**Extract:**

        Thatcher on the other hand seemed more enamoured with ideology than money. She told a Conservative conference in 1977, “Our aim is to make tax collecting a declining industry.” She and successive governments succeeded in that dubious goal. Even though the U.K. extracted nine per cent more oil and gas by 2011, they collected $156 billion less in petroleum taxes and royalties than the Norwegians.”

        There was also a lot of politcking going on in terms of who owned what in the North Sea.

      • October 9, 2015 9:45 pm

        Wilson Labour 1975 – spent it

        Brown labour 2002 – spent it

        Brown labour 2006 – spent it

        I think we can see a pattern here.

        However, we are both missing a much bigger point here. The Norwegians decided to live within their means and save the windfall for the future. We decided to spend it (and remember Thatcher did not reduce Wilson’s tax)

        Now who was right? By what right do we demand now that people in the 1980’s should have put away money so that we can benefit, when we nowadays are so much better off?

**Extracted material:**

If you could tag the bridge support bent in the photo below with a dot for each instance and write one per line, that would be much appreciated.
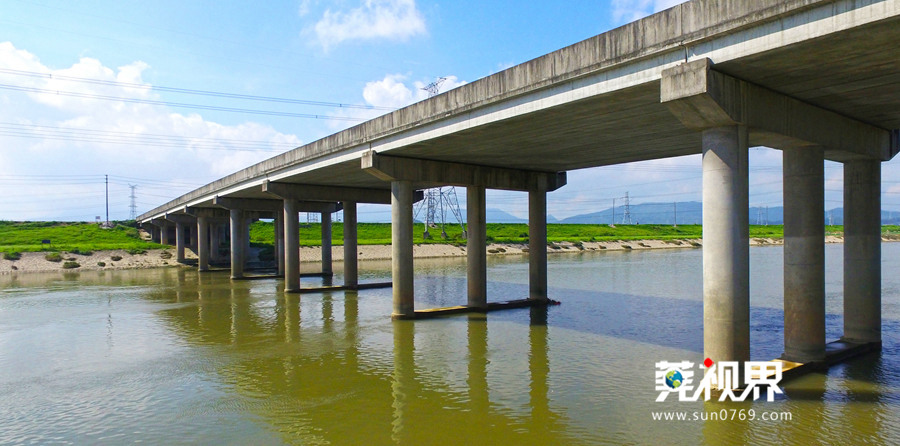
(804, 254)
(476, 241)
(291, 246)
(726, 252)
(326, 244)
(237, 243)
(537, 244)
(202, 243)
(402, 249)
(862, 251)
(351, 264)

**Work task A:** From the North Sea oil text, copy out the passage that begins at the words "Thatcher on the" and stops after the words "the North Sea.".
**Work task B:** According to the North Sea oil text, how much less did the U.K. collect in petroleum taxes and royalties than the Norwegians?

**Your solution A:**
Thatcher on the other hand seemed more enamoured with ideology than money. She told a Conservative conference in 1977, “Our aim is to make tax collecting a declining industry.” She and successive governments succeeded in that dubious goal. Even though the U.K. extracted nine per cent more oil and gas by 2011, they collected $156 billion less in petroleum taxes and royalties than the Norwegians.”

        There was also a lot of politcking going on in terms of who owned what in the North Sea.

**Your solution B:** $156 billion less